Riding the rails to purgatory

Jesus Hopped the ‘A’ Train

Life doesn’t get any tougher than this.

Life doesn’t get any tougher than this.

Photo By charr crail

Jesus Hopped the ‘A’ Train; 7 p.m. Wednesday, 8 p.m. Thursday and Friday, 7 p.m. Saturday and 2 p.m. Sunday; $26-$33. Capital Stage on the Delta King, 1000 Front Street in Old Sacramento; (916) 995-5464; www.capstage.org. Through May 22.

Capital Stage

2215 J St.
Sacramento, CA 95816

(916) 995-5464

Rated 5.0

Angel and Lucius are captives, physically, mentally and emotionally. The two are fellow prisoners at Rikers Island who only have each other and their thoughts to keep them company; they are imprisoned by their crimes, their regrets, their pride, their pasts and their dubious futures. Lucius is a serial killer on death row who’s found God and wants to mentor young Angel, a 30-year-old bike messenger awaiting trial for shooting a cult figure that he determined was a false prophet.

And so begins the strange intertwined relationship between two souls in solitary confinement who meet an hour a day in the outdoor exercise yard.

Lucius (Adrian Roberts) and Angel (Eric Aviles) are the two main protagonists in Stephen Adly Guirgis’ searing, explosive drama Jesus Hopped the ’A’ Train, the latest production at Capital Stage. Three additional characters—two guards (Jeremy Oase and Rodrigo Breton) and Angel’s lawyer, Mary Jane (Amy Prosser)—help bring added perspectives to this powerful play as it layers volatility and fragility while examining cause, guilt, punishment, redemption and spirits that are both crushed and resurrected. The language and subject matter makes this theater piece unsettling and uncomfortable at times, but also thoroughly engrossing and unforgettable.

The dynamics are constantly shifting, from the give-and-take between the scared Angel and the seemingly wise Lucius, to dialogues between prisoners and guards, and lawyer and client. But the most powerful moments come in gripping soliloquies of Angel, Lucius and Mary Jane, where they expose their souls, their convictions, their passions, their doubts and their downfalls.

■ ■ ■ ■ ■

# Activity list:
1 > Please pull out the passage of the theater review that opens with the words containing "Photo By charr" and closes with "a false prophet.", copying it word for word.
2 > According to the theater review, where and for how long do Angel and Lucius meet each day?
These records were taken from a different source than the theater review.

■ ■ ■ ■ ■

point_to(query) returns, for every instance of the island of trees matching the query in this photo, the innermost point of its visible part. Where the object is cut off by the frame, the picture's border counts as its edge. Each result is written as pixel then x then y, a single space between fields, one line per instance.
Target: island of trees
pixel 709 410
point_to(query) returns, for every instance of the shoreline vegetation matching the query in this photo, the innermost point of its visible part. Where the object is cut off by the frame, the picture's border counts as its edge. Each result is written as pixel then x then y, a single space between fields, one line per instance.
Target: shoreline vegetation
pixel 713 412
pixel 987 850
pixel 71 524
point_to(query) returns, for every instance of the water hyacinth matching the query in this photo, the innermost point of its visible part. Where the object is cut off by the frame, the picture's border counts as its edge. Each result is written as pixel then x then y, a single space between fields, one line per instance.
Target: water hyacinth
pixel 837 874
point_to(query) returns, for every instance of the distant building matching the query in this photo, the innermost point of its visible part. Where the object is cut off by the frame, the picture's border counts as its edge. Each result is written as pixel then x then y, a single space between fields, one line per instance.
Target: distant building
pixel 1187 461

■ ■ ■ ■ ■

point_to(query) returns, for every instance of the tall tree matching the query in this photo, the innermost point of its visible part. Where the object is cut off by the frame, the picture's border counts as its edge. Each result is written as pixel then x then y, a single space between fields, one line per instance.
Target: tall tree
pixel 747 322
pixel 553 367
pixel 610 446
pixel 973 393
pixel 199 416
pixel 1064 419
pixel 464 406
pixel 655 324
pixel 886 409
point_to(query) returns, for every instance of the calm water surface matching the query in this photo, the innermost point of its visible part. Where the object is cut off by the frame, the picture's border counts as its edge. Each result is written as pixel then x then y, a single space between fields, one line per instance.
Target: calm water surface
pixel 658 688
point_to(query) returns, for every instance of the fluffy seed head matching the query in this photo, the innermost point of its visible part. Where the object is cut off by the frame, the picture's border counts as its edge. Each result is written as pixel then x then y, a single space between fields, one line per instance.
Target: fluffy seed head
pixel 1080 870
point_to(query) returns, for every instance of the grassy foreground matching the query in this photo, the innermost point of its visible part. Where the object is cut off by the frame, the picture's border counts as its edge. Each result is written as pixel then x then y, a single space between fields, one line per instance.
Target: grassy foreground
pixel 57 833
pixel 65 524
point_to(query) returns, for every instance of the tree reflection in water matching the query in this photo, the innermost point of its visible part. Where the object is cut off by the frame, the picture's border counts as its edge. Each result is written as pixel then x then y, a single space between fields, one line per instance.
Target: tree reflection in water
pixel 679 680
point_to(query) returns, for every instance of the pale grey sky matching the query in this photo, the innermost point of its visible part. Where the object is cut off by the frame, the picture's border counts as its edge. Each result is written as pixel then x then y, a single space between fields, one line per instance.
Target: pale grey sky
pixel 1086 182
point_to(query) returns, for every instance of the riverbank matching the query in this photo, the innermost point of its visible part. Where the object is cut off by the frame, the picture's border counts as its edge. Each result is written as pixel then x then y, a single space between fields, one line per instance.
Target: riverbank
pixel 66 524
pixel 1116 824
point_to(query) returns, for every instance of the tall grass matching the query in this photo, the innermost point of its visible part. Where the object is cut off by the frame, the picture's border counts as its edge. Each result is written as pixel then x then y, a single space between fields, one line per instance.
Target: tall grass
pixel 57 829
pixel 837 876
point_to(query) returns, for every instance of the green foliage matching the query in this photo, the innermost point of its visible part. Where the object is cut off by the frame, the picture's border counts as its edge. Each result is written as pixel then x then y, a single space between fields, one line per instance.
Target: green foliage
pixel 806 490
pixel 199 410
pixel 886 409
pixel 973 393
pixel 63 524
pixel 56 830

■ ■ ■ ■ ■

# Solutions per task:
1 >
Photo By charr crail

Jesus Hopped the ‘A’ Train; 7 p.m. Wednesday, 8 p.m. Thursday and Friday, 7 p.m. Saturday and 2 p.m. Sunday; $26-$33. Capital Stage on the Delta King, 1000 Front Street in Old Sacramento; (916) 995-5464; www.capstage.org. Through May 22.

Capital Stage

2215 J St.
Sacramento, CA 95816

(916) 995-5464

Rated 5.0

Angel and Lucius are captives, physically, mentally and emotionally. The two are fellow prisoners at Rikers Island who only have each other and their thoughts to keep them company; they are imprisoned by their crimes, their regrets, their pride, their pasts and their dubious futures. Lucius is a serial killer on death row who’s found God and wants to mentor young Angel, a 30-year-old bike messenger awaiting trial for shooting a cult figure that he determined was a false prophet.

2 > They meet for an hour a day in the outdoor exercise yard.